WRITTEN TASKS:
A - In the essay on itchy ears, reproduce word for word the passage from "Have you ever" up to and including "mind game, eh?".
B - In the essay on itchy ears, what Bible reference is given for Paul's words about itching ears?
C - Pick up the essay on itchy ears after its final sentence and keep writing it.

TEXT PROVIDED:

DO YOU HAVE ITCHY EARS?

DO YOU HAVE ITCHY EARS?

Have you ever found yourself playing silly little mind games? Maybe you’ve said something a little negative about yourself to a friend, hoping, maybe KNOWING, that they’d disagree with you and give you praise or flattery — try to pump up your self-esteem. You were pretty sure that they’d disagree with your assessment of yourself and try to talk you out of it. Silly little mind game, eh?

Maybe you men have fallen into the trap of even opening your mouth when your wife asked you what you thought of a new dress she’d purchased or made. Or she asked you how you liked her new hairdo. Or, perhaps she’s asked the greatest dark hole question ever asked, “Have I gained any weight?” In cases like these, BELIEVE ME, no negative words should ever even begin to pass your lips!

There are questions you women shouldn’t begin to answer, either. Here are some examples: “Is my hair beginning to thin?” “Do you think I could still fit into that dark blue suit I wore when we got married twenty years ago?” “Do you think I’m developing love handles?” Ladies, hush your face!

As you probably figured out, the last two paragraphs were written “tongue in cheek”. Even though real life often mirrors these two paragraphs, it probably shouldn’t. When Pat asks me how something looks on her, I better be totally honest. She’s not asking in order for me to prop up her self-esteem! Pat wants to know how that piece of clothes looks on her!

Yes, we human beings like to hear things with which we agree, things that please us and make us feel good. Paul once said, “For the time will come when men will not put up with sound doctrine. Instead, to suit their own desires, they will gather around them a great number of teachers to say what their itching ears want to hear.” (II Tim. 4:3)

In the corporate world, many companies are headed by executives who surround themselves with “yes” people. When the boss speaks, he expects to hear a strong “yes” from those whose salary he pays.

[Point-labeling examples]
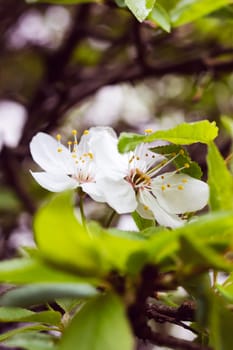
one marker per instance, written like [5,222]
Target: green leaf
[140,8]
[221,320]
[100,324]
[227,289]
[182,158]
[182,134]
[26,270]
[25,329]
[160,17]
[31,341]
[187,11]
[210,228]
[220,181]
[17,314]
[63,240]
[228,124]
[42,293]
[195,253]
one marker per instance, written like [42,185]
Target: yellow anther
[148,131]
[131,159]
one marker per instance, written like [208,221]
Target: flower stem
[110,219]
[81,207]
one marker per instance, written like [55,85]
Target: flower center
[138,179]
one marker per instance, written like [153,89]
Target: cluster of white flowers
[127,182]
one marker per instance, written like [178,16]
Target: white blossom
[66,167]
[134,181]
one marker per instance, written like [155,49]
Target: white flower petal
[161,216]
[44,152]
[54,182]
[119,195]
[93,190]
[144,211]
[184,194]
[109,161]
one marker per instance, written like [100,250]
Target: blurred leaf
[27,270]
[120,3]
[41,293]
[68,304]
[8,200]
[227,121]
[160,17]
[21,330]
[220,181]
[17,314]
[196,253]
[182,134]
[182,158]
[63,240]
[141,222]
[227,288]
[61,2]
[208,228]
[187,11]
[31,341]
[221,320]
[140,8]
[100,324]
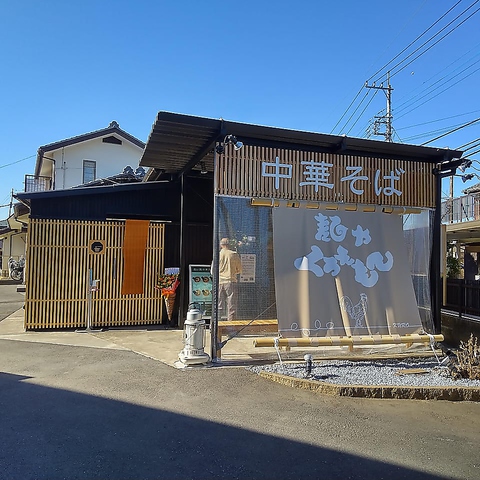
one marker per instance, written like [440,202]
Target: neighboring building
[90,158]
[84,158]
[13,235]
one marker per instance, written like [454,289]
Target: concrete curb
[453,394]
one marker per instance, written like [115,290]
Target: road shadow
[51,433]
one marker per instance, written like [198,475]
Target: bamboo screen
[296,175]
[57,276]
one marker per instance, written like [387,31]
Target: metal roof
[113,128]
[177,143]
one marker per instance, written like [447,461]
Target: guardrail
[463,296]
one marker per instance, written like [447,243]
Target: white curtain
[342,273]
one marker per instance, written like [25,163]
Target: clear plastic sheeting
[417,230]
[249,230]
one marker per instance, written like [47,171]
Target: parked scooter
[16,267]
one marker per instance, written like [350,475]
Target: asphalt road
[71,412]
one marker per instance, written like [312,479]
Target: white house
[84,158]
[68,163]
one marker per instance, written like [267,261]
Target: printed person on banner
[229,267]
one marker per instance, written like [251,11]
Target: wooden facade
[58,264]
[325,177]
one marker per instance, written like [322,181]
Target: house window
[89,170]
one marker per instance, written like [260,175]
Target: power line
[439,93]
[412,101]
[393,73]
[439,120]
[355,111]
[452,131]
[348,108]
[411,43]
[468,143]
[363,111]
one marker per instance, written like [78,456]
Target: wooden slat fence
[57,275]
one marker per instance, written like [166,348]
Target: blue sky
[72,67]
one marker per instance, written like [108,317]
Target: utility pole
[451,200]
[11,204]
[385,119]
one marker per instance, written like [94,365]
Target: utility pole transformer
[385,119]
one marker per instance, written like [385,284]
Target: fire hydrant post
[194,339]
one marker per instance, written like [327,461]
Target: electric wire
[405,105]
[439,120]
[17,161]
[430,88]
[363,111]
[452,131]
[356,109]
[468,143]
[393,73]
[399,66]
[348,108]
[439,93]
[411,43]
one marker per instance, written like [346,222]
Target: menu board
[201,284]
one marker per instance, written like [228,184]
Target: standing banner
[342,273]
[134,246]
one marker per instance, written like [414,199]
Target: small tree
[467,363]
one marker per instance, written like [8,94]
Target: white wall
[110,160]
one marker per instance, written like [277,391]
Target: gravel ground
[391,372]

ANSWER LIST:
A -
Have you ever found yourself playing silly little mind games? Maybe you’ve said something a little negative about yourself to a friend, hoping, maybe KNOWING, that they’d disagree with you and give you praise or flattery — try to pump up your self-esteem. You were pretty sure that they’d disagree with your assessment of yourself and try to talk you out of it. Silly little mind game, eh?

B - II Tim. 4:3

C -
Those who expect and receive a resounding “yes” to every thought, idea and project are poorly served in many ways. Few people enjoy confrontation, disagreement, or differences of opinion. However, we learn little from those who consistently say “yes” to us in mock agreement with our statements, positions, opinions, etc. in spite of their true thoughts and feelings.

Former New York City mayor, Ed Koch, used to regularly ask his constituents on the street, “How am I doing?” This may have been a political gimmick. His practice of asking this question did generate publicity and gave Mr. Koch at least the semblance of caring about the thoughts and ideas of the “person on the street”.

I’ve learned far more from those who have challenged me or disagreed with me, or who have pointed out poor reasoning or illogical conclusions on my part than from those who’ve always agree with me. It’s entirely possible that the people who’ve challenged me are wrong. By expressing their differing opinion, however, they are doing me a great service. They’re forcing me to reconsider my own views. They’re helping me see different views that might have validity. All of us would like to have ideas, thoughts, conclusions, reasonings, and facts that are correct, logical and above challenge. The truth is: human beings don’t often achieve this status.

This same principle applies to stores with whom we do business. If a store sells me some merchandise and tells me that they want me to be satisfied, I take them at their word. I don’t continue to patronize stores that can’t deal properly with an occasional complaint or returned item. Certainly, it’s my obligation to behave acceptably when I deal with them. My demeanor and language should reflect the Christ who lives inside me. On the other hand, I frequently write letters of appreciation and commendation when a product or salesperson deals with me in a proper manner. I also share with my friends and family both good and bad experiences with various stores, services and products.

When a business sells a product, it’s putting its reputation on the line. Many of these businesses ask for feedback from their customers about either the products or the employees. I’ve had phone calls or received questionaires in the mail asking my opinion. I believe that stores, like individuals, shouldn’t ask for my opinion unless they want to hear the truth.

If all we hear is “yes” and “you’re right”, we’ll be lulled into complacency and a false sense of perfection. Better be hit with the truth (clothed in love, of course), than be stroked with deception or phony flattery. We can be thankful for friends who know how to say “no”, “I disagree”, or “have you considered this?”.

What Life Lessons
Have I Learned In This Area?

  • Nobody’s perfect.
  • Few of us like to be reminded of this fact.
  • Pretending to be perfect can rob us of good input into our lives.
  • Flattery may make you feel good; truth gives you the opportunity to become better!

“Faithful are the wounds of a friend; but the kisses of an enemy are deceitful.” (Proverbs 27:6)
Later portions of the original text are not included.